* Selected passage *
****************************************
Exposure Keratopathy (CPEO)
In a 69-year-old female with CPEO, frontalis suspension surgery was ineffective and exposure keratopathy persisted 3).
With scleral lens (16.4 mm) wear, best-corrected visual acuity improved from 6/12 to 6/7.5, and the OSDI score dramatically decreased from 95.83 to 4.17 3). The Oxford staining score also improved from 3.0 to less than 1, and stability was maintained for 4 years 3).
KID Syndrome
With PROSE wear, regression of corneal epithelial plaques and improvement of corneal opacity and neovascularization were observed 1). In an adult case, disappearance of recurrent corneal erosion and stabilization of the ocular surface were maintained for 7 years 1).
If lens wear is discontinued, corneal plaques recur, so continuous use is important 1).
For dry eye disease, improvement in visual acuity and OSDI scores with scleral lenses has been reported in patients with severe dry eye due to underlying conditions such as Stevens-Johnson syndrome, Sjögren’s syndrome, and chronic ocular GVHD 4). Decreases in fluorescein/lissamine green staining scores of the cornea and conjunctiva and tear osmolarity have also been confirmed 4). Scleral lenses are considered effective and well-tolerated for severe dry eye 4).
The fluid reservoir of scleral lenses is also utilized as a drug delivery modality. Improvement in corneal neovascularization and visual acuity has been reported with concomitant injection of bevacizumab (anti-VEGF drug) into the reservoir, and filling the reservoir with cyclosporine 0.05% has also been attempted 4).
****************************************
* Source information *

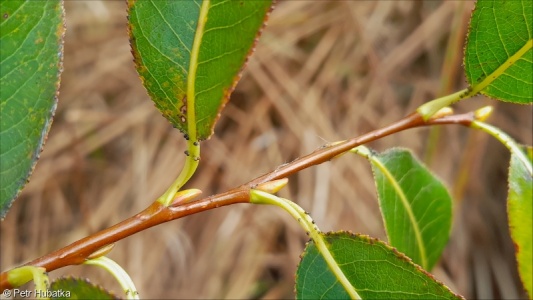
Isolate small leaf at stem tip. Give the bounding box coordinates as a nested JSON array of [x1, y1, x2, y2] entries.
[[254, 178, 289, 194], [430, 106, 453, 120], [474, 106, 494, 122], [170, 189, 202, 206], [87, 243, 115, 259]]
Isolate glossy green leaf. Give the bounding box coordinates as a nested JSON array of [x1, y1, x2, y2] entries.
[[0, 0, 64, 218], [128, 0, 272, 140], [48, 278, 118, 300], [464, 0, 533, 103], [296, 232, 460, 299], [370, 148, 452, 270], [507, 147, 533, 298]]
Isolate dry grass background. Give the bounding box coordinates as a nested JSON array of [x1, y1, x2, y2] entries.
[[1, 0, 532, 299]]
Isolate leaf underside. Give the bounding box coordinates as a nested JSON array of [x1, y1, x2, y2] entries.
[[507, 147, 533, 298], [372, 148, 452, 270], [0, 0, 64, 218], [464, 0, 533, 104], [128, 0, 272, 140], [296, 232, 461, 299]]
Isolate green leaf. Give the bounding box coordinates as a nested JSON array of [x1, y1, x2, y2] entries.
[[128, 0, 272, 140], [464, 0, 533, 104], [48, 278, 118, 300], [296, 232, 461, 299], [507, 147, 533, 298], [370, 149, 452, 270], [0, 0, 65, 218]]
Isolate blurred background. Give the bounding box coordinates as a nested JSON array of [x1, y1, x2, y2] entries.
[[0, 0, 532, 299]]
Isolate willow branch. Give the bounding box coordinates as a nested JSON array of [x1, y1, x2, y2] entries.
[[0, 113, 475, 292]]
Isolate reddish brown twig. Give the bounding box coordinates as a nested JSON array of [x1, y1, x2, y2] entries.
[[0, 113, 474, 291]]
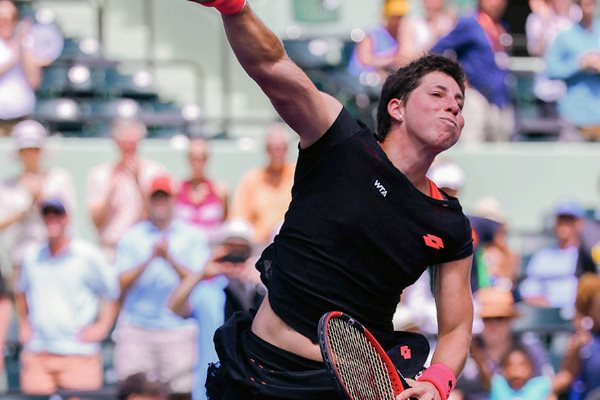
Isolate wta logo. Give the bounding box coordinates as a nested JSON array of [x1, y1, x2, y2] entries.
****************************************
* What is required *
Can you reproduce the scleral lens text from above in full, word for word?

* Answer to this exercise *
Exposure Keratopathy (CPEO)
In a 69-year-old female with CPEO, frontalis suspension surgery was ineffective and exposure keratopathy persisted 3).
With scleral lens (16.4 mm) wear, best-corrected visual acuity improved from 6/12 to 6/7.5, and the OSDI score dramatically decreased from 95.83 to 4.17 3). The Oxford staining score also improved from 3.0 to less than 1, and stability was maintained for 4 years 3).
KID Syndrome
With PROSE wear, regression of corneal epithelial plaques and improvement of corneal opacity and neovascularization were observed 1). In an adult case, disappearance of recurrent corneal erosion and stabilization of the ocular surface were maintained for 7 years 1).
If lens wear is discontinued, corneal plaques recur, so continuous use is important 1).
For dry eye disease, improvement in visual acuity and OSDI scores with scleral lenses has been reported in patients with severe dry eye due to underlying conditions such as Stevens-Johnson syndrome, Sjögren’s syndrome, and chronic ocular GVHD 4). Decreases in fluorescein/lissamine green staining scores of the cornea and conjunctiva and tear osmolarity have also been confirmed 4). Scleral lenses are considered effective and well-tolerated for severe dry eye 4).
The fluid reservoir of scleral lenses is also utilized as a drug delivery modality. Improvement in corneal neovascularization and visual acuity has been reported with concomitant injection of bevacizumab (anti-VEGF drug) into the reservoir, and filling the reservoir with cyclosporine 0.05% has also been attempted 4).